**PROMPT:** Beginning with the line where "[tag] dark rock in" appears, restate the lines word for word through the last one in the listing.

**DATA SUPPLIED:**
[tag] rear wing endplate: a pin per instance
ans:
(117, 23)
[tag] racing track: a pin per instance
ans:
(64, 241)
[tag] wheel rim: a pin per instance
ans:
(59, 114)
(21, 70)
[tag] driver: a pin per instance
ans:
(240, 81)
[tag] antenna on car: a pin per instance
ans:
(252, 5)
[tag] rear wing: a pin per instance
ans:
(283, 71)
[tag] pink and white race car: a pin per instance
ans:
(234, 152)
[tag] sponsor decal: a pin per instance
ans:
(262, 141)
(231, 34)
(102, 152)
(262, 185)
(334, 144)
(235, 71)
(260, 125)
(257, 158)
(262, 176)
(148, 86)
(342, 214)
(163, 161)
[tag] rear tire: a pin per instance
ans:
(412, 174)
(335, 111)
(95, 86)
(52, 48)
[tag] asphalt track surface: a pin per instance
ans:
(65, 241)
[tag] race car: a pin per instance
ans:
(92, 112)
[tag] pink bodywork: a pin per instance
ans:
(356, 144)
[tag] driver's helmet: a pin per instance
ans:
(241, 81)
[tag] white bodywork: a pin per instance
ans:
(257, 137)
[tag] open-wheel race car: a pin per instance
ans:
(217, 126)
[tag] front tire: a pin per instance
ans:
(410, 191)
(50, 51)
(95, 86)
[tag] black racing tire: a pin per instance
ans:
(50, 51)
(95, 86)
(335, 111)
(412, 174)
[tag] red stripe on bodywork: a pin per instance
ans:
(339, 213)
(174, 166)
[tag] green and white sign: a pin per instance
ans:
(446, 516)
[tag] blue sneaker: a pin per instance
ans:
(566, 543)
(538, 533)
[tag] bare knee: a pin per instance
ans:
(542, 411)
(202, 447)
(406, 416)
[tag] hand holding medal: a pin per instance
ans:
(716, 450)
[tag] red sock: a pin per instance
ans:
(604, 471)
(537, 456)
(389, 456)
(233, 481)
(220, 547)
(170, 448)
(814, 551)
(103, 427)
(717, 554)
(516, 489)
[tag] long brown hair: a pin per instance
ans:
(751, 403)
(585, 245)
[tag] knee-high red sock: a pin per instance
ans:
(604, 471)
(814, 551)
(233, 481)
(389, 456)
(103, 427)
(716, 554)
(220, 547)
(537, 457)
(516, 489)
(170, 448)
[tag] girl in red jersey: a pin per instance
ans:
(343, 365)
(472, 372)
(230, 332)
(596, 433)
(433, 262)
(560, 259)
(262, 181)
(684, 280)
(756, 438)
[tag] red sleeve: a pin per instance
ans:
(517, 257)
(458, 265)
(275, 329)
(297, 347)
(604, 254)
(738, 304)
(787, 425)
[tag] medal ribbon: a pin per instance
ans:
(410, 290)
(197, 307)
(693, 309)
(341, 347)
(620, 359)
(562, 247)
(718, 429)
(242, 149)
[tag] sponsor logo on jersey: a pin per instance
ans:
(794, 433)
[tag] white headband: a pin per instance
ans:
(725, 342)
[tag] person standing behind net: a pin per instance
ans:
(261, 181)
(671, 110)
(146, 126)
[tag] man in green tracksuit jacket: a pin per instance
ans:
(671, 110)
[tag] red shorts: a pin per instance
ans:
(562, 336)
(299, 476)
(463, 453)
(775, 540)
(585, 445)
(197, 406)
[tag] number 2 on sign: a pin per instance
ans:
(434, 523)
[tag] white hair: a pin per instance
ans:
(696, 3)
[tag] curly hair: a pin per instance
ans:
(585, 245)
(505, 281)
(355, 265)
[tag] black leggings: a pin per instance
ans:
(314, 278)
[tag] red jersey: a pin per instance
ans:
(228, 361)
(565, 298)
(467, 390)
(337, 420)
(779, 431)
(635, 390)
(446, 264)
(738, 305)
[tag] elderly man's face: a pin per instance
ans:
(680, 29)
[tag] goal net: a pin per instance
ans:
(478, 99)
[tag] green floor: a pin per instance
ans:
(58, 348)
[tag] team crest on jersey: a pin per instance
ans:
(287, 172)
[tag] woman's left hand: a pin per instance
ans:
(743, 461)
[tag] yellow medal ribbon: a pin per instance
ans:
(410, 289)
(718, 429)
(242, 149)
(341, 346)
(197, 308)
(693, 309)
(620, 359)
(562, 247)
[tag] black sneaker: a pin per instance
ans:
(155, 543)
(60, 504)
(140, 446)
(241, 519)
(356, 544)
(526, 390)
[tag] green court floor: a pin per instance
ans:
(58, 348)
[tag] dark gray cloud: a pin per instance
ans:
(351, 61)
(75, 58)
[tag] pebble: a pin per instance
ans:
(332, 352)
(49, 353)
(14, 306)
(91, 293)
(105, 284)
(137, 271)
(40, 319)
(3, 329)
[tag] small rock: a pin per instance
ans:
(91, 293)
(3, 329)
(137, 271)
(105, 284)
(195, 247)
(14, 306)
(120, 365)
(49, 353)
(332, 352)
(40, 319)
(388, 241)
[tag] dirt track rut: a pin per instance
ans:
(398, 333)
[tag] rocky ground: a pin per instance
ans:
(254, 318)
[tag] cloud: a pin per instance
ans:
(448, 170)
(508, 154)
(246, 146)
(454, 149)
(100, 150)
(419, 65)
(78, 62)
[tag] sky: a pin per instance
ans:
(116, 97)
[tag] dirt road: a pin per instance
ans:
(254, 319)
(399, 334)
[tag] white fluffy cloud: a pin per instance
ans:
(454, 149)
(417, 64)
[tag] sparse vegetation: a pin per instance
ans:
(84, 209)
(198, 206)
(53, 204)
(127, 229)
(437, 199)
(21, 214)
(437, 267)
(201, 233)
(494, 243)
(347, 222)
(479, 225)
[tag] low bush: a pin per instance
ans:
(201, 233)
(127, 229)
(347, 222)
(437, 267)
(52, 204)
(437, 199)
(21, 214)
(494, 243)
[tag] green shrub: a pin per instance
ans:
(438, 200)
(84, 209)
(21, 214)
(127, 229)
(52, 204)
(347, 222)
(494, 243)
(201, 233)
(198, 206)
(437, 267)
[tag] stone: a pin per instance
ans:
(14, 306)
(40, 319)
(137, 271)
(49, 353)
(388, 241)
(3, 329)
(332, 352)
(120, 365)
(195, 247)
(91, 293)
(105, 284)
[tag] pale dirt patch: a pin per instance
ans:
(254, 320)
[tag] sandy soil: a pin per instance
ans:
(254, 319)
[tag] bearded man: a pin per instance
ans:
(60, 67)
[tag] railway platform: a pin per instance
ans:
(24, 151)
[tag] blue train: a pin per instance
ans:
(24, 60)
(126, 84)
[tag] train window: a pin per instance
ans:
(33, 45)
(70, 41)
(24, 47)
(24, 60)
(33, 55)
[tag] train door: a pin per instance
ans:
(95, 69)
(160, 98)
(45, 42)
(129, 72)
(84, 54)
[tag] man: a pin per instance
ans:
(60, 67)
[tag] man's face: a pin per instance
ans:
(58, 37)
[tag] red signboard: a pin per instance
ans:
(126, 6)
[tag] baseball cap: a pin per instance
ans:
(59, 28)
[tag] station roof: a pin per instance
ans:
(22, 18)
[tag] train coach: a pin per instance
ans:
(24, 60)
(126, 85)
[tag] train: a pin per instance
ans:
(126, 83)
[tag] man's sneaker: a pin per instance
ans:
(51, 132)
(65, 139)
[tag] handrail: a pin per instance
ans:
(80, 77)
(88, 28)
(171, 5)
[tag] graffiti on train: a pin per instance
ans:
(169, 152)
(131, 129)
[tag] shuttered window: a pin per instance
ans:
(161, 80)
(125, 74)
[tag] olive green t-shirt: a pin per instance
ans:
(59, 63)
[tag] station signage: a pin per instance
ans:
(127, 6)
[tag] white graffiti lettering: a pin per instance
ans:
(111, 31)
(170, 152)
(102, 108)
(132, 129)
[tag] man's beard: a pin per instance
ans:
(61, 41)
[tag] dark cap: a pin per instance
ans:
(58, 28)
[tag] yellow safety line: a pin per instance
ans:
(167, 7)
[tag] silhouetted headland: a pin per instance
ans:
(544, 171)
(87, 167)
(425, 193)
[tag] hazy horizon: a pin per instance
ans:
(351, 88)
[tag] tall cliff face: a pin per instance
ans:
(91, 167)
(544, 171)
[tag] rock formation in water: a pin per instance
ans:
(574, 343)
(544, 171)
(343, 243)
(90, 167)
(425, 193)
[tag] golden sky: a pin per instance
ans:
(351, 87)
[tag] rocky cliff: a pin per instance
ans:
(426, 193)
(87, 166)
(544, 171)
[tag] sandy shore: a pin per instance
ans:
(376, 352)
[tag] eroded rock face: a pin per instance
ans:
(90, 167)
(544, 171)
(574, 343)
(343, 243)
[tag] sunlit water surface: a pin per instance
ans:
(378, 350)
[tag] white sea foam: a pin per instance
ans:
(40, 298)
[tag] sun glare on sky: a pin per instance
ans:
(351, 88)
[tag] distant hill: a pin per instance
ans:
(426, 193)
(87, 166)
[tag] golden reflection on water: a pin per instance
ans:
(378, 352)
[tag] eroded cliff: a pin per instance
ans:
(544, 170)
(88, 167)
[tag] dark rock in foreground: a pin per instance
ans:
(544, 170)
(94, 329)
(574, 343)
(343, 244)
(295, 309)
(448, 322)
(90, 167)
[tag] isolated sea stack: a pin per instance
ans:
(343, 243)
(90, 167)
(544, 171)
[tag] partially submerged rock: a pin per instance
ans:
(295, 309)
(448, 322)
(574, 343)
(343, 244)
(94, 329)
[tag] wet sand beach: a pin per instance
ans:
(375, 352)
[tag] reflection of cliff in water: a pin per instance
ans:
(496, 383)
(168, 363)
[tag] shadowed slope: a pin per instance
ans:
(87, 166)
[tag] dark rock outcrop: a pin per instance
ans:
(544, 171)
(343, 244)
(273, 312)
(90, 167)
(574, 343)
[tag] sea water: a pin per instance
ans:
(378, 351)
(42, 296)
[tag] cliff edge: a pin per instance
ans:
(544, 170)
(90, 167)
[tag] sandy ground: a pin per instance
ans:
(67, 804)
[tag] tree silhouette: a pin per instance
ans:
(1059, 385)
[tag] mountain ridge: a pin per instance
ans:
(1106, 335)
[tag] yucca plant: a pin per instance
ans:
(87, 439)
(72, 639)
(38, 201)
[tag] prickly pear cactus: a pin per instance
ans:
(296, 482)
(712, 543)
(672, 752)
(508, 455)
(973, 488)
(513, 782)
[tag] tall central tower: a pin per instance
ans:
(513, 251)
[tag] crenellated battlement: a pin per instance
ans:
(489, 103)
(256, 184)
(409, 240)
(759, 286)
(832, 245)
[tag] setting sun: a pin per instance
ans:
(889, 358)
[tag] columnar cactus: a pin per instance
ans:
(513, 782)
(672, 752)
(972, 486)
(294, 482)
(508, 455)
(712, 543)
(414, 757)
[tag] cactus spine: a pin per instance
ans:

**TASK RESULT:**
[tag] dark rock in foreground: a pin per instance
ans:
(544, 170)
(94, 329)
(574, 343)
(343, 244)
(295, 309)
(448, 322)
(90, 167)
[tag] isolated sea stack: a pin per instance
ans:
(343, 243)
(90, 167)
(544, 171)
[tag] partially submerged rock: a pin per instance
ans:
(295, 309)
(448, 322)
(574, 343)
(343, 244)
(94, 329)
[tag] wet sand beach: a pin per instance
ans:
(375, 352)
[tag] reflection of cliff in water: a pin per instance
ans:
(496, 383)
(168, 363)
[tag] shadowed slope: a pin per instance
ans:
(87, 166)
[tag] dark rock outcrop: a pin per instance
ans:
(544, 171)
(343, 244)
(273, 312)
(90, 167)
(574, 343)
[tag] sea water: a pin per instance
ans:
(378, 351)
(42, 296)
[tag] cliff edge: a pin per instance
ans:
(544, 170)
(90, 167)
[tag] sandy ground: a pin per instance
ans:
(67, 804)
[tag] tree silhouette: a pin per instance
ans:
(1059, 385)
[tag] mountain ridge: a pin per instance
ans:
(1106, 335)
[tag] yucca plant: a pin per instance
ans:
(87, 439)
(72, 639)
(38, 201)
[tag] prickly pear cactus: a pin per instance
ans:
(296, 482)
(712, 543)
(672, 752)
(508, 455)
(973, 488)
(513, 782)
[tag] tall central tower: a pin per instance
ans:
(513, 251)
[tag] crenellated battlement: a pin per instance
ans:
(489, 103)
(256, 184)
(409, 240)
(759, 286)
(832, 245)
[tag] setting sun: a pin per instance
ans:
(889, 358)
[tag] columnar cactus: a pin per instance
ans:
(513, 782)
(672, 752)
(972, 486)
(294, 482)
(508, 455)
(712, 543)
(414, 757)
[tag] cactus spine: a pin per instance
ans:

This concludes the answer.